* TASK ITEM
Exactly as shown, give the full listing again.

* SUPPLIED RECORDS
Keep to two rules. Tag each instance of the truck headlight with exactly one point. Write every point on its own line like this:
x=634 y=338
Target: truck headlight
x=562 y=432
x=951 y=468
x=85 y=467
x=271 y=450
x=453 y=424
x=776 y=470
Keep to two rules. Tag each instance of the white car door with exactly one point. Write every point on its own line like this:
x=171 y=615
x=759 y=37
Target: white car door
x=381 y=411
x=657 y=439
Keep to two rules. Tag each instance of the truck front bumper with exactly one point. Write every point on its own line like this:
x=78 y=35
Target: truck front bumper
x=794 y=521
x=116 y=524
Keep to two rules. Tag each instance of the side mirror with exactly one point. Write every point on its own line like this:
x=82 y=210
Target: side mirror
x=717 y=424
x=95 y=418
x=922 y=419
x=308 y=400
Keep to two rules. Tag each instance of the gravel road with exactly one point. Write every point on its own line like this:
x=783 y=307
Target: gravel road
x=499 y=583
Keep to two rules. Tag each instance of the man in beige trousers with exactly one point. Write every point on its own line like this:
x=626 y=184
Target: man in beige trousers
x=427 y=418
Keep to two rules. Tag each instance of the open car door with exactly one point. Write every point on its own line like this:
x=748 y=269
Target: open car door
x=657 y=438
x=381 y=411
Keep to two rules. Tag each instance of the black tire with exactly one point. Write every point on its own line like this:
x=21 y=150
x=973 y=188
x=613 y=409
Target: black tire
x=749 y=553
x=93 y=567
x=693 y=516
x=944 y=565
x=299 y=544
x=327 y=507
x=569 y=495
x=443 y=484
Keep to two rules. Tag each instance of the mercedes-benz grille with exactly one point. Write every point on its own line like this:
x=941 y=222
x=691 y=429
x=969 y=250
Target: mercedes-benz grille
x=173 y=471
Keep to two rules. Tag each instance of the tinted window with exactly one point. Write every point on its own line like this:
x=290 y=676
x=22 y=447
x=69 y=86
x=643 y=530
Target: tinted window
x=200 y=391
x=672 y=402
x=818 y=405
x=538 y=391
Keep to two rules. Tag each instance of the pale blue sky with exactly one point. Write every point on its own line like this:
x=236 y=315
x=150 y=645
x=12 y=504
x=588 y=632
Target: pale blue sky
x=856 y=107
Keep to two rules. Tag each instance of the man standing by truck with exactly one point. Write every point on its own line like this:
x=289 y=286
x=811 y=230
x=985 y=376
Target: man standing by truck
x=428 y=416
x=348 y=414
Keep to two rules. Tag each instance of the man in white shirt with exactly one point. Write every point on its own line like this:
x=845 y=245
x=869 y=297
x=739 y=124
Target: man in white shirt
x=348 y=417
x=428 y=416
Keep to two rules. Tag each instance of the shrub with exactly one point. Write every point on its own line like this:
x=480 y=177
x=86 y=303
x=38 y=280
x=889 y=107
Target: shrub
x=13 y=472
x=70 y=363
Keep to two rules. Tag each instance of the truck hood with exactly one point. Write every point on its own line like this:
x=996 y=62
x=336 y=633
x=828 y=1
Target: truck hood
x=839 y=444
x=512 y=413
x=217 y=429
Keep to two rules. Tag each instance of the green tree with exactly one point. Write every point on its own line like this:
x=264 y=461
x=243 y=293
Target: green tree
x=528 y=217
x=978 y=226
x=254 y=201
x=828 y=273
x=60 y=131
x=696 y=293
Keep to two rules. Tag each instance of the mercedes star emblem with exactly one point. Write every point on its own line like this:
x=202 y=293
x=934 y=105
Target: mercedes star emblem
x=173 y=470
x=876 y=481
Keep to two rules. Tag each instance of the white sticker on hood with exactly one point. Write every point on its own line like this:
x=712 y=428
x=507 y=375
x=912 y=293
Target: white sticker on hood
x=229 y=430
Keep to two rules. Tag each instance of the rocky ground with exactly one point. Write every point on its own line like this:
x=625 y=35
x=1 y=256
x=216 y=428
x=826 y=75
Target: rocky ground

* ANSWER AREA
Keep to two rules. Tag each instance of the truck headlight with exactly one point. Write every point on its own line like this:
x=634 y=338
Target: truck headlight
x=562 y=432
x=951 y=468
x=85 y=467
x=271 y=450
x=453 y=424
x=776 y=470
Keep to two rules. Tag each instance of the white car door with exactly one point. Write every point on its own line like this:
x=171 y=615
x=759 y=37
Target: white car door
x=381 y=411
x=657 y=439
Keep to two rules. Tag each instance of the truck front bumper with exactly one point. Write every point on its own line like this:
x=78 y=35
Target: truck front bumper
x=794 y=521
x=116 y=524
Keep to two rules. Tag each instance of the side mirror with exactly one point. Write every point on its own line like this:
x=82 y=210
Target: side mirror
x=717 y=424
x=95 y=418
x=922 y=419
x=308 y=400
Keep to two rules. Tag each instance of the gravel road with exactly one point. Write every point on its own line like this:
x=783 y=307
Target: gravel road
x=499 y=583
Keep to two rules. Tag each instance of the man in beige trousers with exactly one point. Write every point on its own line like this:
x=626 y=184
Target: man in beige trousers
x=427 y=418
Keep to two rules. Tag each instance of the open car door with exactly one point. Write every point on its own line like this:
x=748 y=269
Target: open car door
x=657 y=438
x=381 y=411
Keep to two rules. Tag each instance of the black tire with exactly one point. Write every point on its own line like this:
x=21 y=150
x=973 y=188
x=613 y=409
Target: black tire
x=749 y=553
x=93 y=567
x=693 y=516
x=944 y=565
x=299 y=544
x=327 y=507
x=569 y=495
x=443 y=484
Keep to two rules. Tag each instance of the mercedes-benz grille with exactly one point. Write every point on its own line like this:
x=941 y=222
x=691 y=429
x=969 y=250
Target: mercedes-benz grille
x=173 y=471
Keep to two rules. Tag each instance of the tinted window with exactly one point. Write every point on its own line like this:
x=290 y=676
x=22 y=447
x=69 y=86
x=643 y=530
Target: tinted window
x=200 y=391
x=672 y=402
x=818 y=405
x=538 y=391
Keep to two rules. Tag each instance of the pale blue sky with exactly one point. Write every point on its own line like this:
x=236 y=315
x=150 y=645
x=12 y=504
x=588 y=632
Target: pale blue sky
x=856 y=107
Keep to two rules. Tag each instance of the man standing by truck with exactly one point. Write every point on its own line like this:
x=289 y=286
x=811 y=230
x=985 y=376
Target: man standing by truck
x=428 y=416
x=348 y=414
Keep to two rules. Tag each instance of the man in white shirt with exactly one point. Write every point on its own line like this:
x=845 y=245
x=869 y=297
x=739 y=124
Target: man in white shirt
x=348 y=417
x=428 y=416
Keep to two rules. Tag each instance of the shrub with exactly one point. Write every point on its own line like this:
x=480 y=177
x=86 y=303
x=38 y=280
x=889 y=107
Target: shrub
x=13 y=472
x=70 y=363
Keep to two rules. Tag each instance of the truck hood with exactly one point. Write every point on its own line like this:
x=996 y=62
x=336 y=633
x=828 y=1
Target: truck hood
x=839 y=444
x=512 y=413
x=217 y=429
Keep to two rules. Tag each instance of the green tree with exactly one point. Write every point on its own line like this:
x=264 y=461
x=243 y=293
Target: green tree
x=528 y=217
x=978 y=226
x=254 y=201
x=828 y=273
x=60 y=131
x=696 y=293
Keep to two rules. Tag each instance of the mercedes star emblem with exactly one point. Write every point on its own line like this:
x=202 y=293
x=934 y=105
Target: mercedes star emblem
x=173 y=470
x=876 y=481
Keep to two rules. Tag each instance of the white sticker on hood with exactly one point. Write every point on its own line like this:
x=712 y=428
x=507 y=375
x=912 y=293
Target: white sticker on hood
x=229 y=430
Keep to two rules. Tag each instance of the rocky ground with exactly one point. Write every point on its own line like this:
x=625 y=35
x=1 y=256
x=216 y=428
x=826 y=75
Target: rocky ground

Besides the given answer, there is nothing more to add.